WHAT IS ASKED -
Rewrite the items as a two-column CSV with the headers text and answer, one row per item. Start at the item containing "Where can you see the saree" and end with the last item. Put each field in quotes and replace line breaks with spaces.

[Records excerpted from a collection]
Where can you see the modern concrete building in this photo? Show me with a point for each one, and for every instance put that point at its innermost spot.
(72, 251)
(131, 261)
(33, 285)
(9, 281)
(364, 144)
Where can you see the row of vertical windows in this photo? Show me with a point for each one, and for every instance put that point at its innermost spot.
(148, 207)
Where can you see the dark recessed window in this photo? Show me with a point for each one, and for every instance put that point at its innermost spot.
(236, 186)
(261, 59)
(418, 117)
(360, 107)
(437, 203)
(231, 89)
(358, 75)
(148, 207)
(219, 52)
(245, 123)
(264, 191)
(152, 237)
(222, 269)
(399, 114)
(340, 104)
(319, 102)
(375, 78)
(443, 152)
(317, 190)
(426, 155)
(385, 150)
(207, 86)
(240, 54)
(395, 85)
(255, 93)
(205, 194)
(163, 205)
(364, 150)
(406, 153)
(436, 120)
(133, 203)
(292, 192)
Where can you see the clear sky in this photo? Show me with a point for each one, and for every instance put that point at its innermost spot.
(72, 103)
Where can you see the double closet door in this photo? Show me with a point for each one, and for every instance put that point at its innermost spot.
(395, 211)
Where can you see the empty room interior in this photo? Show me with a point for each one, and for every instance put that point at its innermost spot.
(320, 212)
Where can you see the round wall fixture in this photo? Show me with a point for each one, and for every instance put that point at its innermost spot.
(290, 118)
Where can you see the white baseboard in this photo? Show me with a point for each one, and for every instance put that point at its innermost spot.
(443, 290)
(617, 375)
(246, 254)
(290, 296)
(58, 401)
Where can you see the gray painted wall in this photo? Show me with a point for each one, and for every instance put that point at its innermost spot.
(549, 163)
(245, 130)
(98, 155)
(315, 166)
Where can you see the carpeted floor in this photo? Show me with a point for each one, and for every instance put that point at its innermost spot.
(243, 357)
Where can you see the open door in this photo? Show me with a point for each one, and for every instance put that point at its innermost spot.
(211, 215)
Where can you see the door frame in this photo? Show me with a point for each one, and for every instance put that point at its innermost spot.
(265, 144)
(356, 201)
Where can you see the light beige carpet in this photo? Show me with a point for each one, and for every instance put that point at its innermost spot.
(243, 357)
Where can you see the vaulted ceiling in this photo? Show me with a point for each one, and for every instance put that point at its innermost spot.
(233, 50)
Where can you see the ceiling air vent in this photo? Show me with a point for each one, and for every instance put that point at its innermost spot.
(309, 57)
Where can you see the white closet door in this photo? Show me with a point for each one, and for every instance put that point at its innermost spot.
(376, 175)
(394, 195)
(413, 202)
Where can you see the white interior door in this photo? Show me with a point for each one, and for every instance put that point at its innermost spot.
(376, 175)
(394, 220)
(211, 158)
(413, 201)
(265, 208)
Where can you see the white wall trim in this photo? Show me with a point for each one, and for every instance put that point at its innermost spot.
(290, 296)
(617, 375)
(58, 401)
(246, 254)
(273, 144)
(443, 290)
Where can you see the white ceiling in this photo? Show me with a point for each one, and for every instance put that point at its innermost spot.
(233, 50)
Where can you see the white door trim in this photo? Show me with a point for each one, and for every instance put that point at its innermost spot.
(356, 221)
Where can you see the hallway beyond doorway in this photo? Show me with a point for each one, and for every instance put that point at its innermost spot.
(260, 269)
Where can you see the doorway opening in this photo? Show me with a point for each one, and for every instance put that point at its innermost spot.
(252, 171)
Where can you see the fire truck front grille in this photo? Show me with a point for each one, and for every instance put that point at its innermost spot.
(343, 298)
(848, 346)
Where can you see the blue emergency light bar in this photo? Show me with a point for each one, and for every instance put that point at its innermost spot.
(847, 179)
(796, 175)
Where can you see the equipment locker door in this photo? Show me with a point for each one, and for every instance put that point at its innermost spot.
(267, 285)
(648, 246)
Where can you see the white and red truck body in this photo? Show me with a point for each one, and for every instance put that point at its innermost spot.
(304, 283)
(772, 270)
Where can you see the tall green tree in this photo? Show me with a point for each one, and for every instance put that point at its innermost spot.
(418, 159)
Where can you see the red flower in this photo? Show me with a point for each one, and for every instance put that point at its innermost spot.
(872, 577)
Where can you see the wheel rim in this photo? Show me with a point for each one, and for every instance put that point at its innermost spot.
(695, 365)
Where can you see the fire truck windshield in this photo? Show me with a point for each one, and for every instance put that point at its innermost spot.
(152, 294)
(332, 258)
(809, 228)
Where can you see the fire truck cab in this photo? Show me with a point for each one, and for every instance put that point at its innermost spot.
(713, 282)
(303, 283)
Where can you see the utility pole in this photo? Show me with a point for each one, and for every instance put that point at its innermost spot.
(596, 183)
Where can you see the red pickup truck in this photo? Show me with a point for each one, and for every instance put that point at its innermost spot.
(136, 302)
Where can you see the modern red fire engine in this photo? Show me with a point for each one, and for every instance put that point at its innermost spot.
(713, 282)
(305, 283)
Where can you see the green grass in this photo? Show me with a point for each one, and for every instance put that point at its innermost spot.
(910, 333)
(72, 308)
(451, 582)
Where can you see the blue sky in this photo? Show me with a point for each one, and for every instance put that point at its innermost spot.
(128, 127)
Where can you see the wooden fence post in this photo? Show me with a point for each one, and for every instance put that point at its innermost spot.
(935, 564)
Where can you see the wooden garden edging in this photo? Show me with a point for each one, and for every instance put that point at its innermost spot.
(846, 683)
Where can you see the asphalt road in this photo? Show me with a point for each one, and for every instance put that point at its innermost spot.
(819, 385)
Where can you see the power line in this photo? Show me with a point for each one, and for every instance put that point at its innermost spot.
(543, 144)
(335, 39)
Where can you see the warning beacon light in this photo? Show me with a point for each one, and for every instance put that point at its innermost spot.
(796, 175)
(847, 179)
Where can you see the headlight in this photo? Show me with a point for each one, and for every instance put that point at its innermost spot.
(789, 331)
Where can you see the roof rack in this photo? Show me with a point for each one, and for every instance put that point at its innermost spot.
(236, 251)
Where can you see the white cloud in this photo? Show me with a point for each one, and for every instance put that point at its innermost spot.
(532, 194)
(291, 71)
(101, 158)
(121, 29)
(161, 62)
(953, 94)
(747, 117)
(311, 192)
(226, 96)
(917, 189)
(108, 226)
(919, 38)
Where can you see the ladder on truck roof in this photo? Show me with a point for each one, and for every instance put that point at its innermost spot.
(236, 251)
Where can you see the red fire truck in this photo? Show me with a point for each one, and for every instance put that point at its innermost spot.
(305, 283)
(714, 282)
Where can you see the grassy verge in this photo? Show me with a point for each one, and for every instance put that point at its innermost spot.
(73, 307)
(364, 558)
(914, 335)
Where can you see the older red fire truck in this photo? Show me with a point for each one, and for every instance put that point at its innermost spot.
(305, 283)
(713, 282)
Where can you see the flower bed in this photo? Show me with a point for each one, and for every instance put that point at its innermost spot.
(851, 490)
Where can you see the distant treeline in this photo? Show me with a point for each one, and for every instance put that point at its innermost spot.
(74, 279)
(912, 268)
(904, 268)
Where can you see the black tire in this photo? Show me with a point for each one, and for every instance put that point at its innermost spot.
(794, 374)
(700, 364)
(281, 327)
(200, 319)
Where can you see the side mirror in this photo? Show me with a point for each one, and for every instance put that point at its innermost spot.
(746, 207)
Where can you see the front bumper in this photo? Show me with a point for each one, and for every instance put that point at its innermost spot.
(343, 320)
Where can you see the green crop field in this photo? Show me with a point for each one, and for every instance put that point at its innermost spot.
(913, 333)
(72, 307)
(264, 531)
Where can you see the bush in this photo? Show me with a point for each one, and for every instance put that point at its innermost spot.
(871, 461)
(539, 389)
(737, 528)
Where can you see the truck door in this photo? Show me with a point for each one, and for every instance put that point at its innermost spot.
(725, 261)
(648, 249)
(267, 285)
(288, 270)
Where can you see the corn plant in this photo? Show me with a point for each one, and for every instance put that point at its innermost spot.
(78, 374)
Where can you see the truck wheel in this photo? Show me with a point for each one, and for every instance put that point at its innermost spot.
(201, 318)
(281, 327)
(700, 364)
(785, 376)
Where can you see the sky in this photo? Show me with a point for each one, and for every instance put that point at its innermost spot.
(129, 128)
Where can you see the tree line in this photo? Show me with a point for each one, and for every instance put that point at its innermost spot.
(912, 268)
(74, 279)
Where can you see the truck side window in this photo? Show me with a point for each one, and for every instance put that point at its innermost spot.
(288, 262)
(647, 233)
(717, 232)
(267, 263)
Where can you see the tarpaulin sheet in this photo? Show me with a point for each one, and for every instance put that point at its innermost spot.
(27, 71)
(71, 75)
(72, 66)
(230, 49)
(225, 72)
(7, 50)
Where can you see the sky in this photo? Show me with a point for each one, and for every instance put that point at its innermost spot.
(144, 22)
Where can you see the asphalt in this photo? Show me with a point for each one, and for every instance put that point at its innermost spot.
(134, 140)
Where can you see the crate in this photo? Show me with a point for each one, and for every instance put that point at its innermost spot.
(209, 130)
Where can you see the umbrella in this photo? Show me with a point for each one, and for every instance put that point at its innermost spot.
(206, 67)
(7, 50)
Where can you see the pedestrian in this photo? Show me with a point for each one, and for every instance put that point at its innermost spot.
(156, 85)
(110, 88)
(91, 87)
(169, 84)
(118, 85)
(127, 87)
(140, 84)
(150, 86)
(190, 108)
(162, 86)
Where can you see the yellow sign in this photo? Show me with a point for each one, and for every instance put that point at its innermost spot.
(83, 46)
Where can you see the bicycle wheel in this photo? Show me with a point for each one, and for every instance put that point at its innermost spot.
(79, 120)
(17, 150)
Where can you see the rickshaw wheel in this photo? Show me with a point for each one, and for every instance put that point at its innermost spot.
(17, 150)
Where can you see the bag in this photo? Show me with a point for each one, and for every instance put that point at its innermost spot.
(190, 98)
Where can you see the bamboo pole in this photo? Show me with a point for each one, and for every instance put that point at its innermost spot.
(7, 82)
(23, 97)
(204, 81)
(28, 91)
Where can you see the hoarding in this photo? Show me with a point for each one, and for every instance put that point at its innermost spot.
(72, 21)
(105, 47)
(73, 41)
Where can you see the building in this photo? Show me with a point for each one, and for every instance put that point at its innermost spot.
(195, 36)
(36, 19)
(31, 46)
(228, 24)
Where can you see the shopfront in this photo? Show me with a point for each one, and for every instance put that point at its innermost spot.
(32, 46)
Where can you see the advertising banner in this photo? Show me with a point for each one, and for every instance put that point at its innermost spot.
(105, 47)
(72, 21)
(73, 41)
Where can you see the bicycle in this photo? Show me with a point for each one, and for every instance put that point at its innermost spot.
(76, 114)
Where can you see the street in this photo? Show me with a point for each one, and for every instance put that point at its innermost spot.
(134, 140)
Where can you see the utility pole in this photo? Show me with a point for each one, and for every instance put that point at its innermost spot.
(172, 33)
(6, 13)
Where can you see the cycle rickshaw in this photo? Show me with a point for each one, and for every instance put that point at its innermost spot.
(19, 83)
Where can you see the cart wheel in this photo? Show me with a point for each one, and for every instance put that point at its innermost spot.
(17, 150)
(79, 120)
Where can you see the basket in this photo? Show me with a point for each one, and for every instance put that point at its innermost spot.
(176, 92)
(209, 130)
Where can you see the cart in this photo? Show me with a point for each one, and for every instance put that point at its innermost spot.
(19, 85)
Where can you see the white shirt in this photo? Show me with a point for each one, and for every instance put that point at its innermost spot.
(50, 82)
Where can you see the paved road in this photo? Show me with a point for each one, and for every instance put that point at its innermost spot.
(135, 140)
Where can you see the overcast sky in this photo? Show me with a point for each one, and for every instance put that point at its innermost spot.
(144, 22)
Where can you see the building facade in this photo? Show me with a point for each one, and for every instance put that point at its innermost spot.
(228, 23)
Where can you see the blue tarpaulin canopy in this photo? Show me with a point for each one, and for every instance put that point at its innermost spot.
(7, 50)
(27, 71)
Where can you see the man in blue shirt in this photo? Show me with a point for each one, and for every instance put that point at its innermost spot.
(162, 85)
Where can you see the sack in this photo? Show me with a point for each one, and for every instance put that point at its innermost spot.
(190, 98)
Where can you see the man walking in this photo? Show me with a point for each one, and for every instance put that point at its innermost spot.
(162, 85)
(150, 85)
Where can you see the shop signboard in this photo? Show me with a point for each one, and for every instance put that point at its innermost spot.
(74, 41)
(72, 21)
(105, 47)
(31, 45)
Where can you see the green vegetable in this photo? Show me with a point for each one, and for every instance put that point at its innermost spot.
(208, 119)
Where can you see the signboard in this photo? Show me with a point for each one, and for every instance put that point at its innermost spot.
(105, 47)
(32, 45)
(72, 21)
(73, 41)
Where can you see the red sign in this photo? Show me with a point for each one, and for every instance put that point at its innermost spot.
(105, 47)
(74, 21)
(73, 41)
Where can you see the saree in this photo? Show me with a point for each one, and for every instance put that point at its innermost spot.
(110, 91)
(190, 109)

WRITTEN SOLUTION -
text,answer
"Where can you see the saree in this photo? Show me with a point for each one, and for every instance put that point at its innermost spot.","(110, 91) (190, 109)"